** start DATA LINES **

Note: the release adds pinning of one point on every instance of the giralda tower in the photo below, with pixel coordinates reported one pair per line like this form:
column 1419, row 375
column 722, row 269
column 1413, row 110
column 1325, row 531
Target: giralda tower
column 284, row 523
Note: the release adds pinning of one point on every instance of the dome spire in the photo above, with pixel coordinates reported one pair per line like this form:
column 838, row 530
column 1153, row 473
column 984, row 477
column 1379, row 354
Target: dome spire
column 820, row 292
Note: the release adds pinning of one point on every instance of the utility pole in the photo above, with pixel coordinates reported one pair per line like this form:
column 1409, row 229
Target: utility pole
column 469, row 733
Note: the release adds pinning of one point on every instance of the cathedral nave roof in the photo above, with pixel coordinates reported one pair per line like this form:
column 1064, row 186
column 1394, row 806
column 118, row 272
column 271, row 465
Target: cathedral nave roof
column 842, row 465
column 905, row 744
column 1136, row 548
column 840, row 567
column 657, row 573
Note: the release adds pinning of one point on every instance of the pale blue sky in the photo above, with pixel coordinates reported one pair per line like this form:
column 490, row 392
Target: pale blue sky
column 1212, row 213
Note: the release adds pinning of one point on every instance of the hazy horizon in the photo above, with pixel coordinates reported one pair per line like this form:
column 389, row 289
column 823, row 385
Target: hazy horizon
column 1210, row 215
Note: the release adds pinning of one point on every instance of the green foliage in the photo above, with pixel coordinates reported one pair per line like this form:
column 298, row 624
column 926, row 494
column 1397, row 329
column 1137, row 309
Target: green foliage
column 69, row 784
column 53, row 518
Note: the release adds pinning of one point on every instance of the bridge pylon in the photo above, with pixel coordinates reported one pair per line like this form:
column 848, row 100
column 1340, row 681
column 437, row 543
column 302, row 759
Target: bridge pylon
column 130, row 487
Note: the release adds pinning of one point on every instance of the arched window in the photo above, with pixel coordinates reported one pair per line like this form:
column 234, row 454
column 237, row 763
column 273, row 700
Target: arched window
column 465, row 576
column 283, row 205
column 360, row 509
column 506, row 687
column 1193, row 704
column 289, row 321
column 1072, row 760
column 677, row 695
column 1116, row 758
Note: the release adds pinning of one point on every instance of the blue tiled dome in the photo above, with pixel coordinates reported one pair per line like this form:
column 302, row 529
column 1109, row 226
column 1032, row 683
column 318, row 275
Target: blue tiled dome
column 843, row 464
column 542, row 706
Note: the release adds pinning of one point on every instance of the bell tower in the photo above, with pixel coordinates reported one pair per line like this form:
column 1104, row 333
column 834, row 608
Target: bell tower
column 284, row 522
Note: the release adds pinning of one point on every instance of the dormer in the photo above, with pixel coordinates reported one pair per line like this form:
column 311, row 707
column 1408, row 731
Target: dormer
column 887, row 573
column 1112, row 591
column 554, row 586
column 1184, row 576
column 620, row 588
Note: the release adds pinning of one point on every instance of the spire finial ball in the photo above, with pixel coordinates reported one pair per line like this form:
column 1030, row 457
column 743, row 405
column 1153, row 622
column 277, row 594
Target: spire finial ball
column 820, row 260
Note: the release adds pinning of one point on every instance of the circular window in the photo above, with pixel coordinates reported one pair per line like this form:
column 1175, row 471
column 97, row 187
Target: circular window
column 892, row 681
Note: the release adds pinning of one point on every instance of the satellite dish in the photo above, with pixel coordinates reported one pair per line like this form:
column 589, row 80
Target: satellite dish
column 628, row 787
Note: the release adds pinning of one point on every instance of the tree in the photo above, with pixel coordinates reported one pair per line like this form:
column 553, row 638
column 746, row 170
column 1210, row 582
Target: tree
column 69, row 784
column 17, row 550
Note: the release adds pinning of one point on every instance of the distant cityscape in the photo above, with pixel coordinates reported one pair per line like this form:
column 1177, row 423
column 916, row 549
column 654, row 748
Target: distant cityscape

** end DATA LINES **

> [WHAT IS NEEDED]: Reproduce the records above, replacing each occurrence of "Target" with "Object" and leaving all other text unchanged.

> [WORKED SOLUTION]:
Note: the release adds pinning of one point on every instance of the giralda tower in the photo below, with pixel coordinates reported one pair per line like this form:
column 1419, row 375
column 722, row 269
column 1413, row 110
column 1325, row 531
Object: giralda tower
column 284, row 523
Note: the release adds pinning of one point on every instance of the dome spire in the photo above, with pixel coordinates reported one pair per line like this form:
column 838, row 530
column 1153, row 473
column 984, row 477
column 1379, row 354
Object: dome spire
column 820, row 292
Note: the release adds pinning of one point on every instance of the utility pole in the photo above, with pixel coordinates reported one pair per line like this form:
column 1409, row 229
Object: utility pole
column 469, row 733
Note: the release adds pinning of one point on every instance of the cathedral nave roof in the photo above, with pixel coordinates reported one pair per line like this form:
column 1064, row 186
column 1394, row 806
column 118, row 272
column 271, row 465
Object: cathedral nave roof
column 842, row 465
column 905, row 744
column 1136, row 548
column 840, row 567
column 657, row 573
Note: the release adds pinning of one point on every instance of the pale blue sky in the photo above, with pixel coordinates reported one pair per line like this form:
column 490, row 392
Object: pale blue sky
column 1212, row 213
Note: the release adds pinning of one point on every instance of the hazy horizon in the photo above, with pixel coordinates reported one pair per line like this form:
column 389, row 289
column 823, row 385
Object: hazy horizon
column 1210, row 215
Note: the release adds pinning of one point on every instance of the green foliage in the photo above, with pixel coordinates reported one pair per line like this form:
column 298, row 624
column 926, row 494
column 1397, row 329
column 1137, row 309
Object: green foliage
column 69, row 784
column 53, row 518
Note: the release adds pinning of one point on every instance of the bridge pylon in the photo above, with pixel coordinates reported one pair per line like this form:
column 848, row 100
column 1340, row 681
column 437, row 543
column 302, row 759
Object: bridge pylon
column 130, row 487
Note: the release adds pinning of one point on every instance of the arched window in the photo above, with pixel coordinates reported one pair per line like this form:
column 234, row 454
column 237, row 763
column 273, row 700
Object: arched window
column 465, row 576
column 283, row 205
column 360, row 509
column 506, row 687
column 1193, row 704
column 289, row 321
column 1072, row 760
column 677, row 695
column 1116, row 758
Note: the release adds pinning of one point on every instance of the blue tiled dome in the photo above, with pixel coordinates reported one pair per line like this form:
column 302, row 529
column 1109, row 226
column 1032, row 683
column 318, row 275
Object: blue tiled dome
column 843, row 464
column 542, row 706
Note: the release adds pinning of one point on every instance of the bell tower in the photo above, with pixel coordinates reported one pair per line like this form:
column 1104, row 333
column 834, row 608
Object: bell tower
column 284, row 522
Note: the release adds pinning of one point on every instance of the dormer in the photo above, with pixel coordinates reported one pair per line like this form:
column 311, row 707
column 1408, row 731
Object: dormer
column 887, row 573
column 1112, row 591
column 554, row 586
column 1184, row 576
column 620, row 588
Note: the release adds pinning of one point on every instance of the spire finial ball in the photo above, with pixel coordinates reported one pair per line like this form:
column 1030, row 457
column 743, row 405
column 1153, row 622
column 277, row 594
Object: spire finial ball
column 820, row 260
Note: the release adds pinning of one point on every instance of the circular window in the photo above, with pixel coordinates reported one pair per line like this form:
column 1175, row 471
column 97, row 187
Object: circular window
column 892, row 681
Note: the release adds pinning of one point on every instance of the satellite dish in the photo above, with pixel coordinates reported one pair per line like this form:
column 589, row 80
Object: satellite dish
column 628, row 787
Note: the release adds pinning of one point on every instance of the tree in the photo above, with pixel coordinates reported one pair per line like this form:
column 553, row 638
column 746, row 170
column 1210, row 582
Object: tree
column 69, row 784
column 17, row 550
Note: the release adds pinning of one point on every instance of the distant cityscape in the photo above, with pixel coordinates reported one pair per line like this form:
column 1177, row 423
column 916, row 549
column 654, row 748
Object: distant cityscape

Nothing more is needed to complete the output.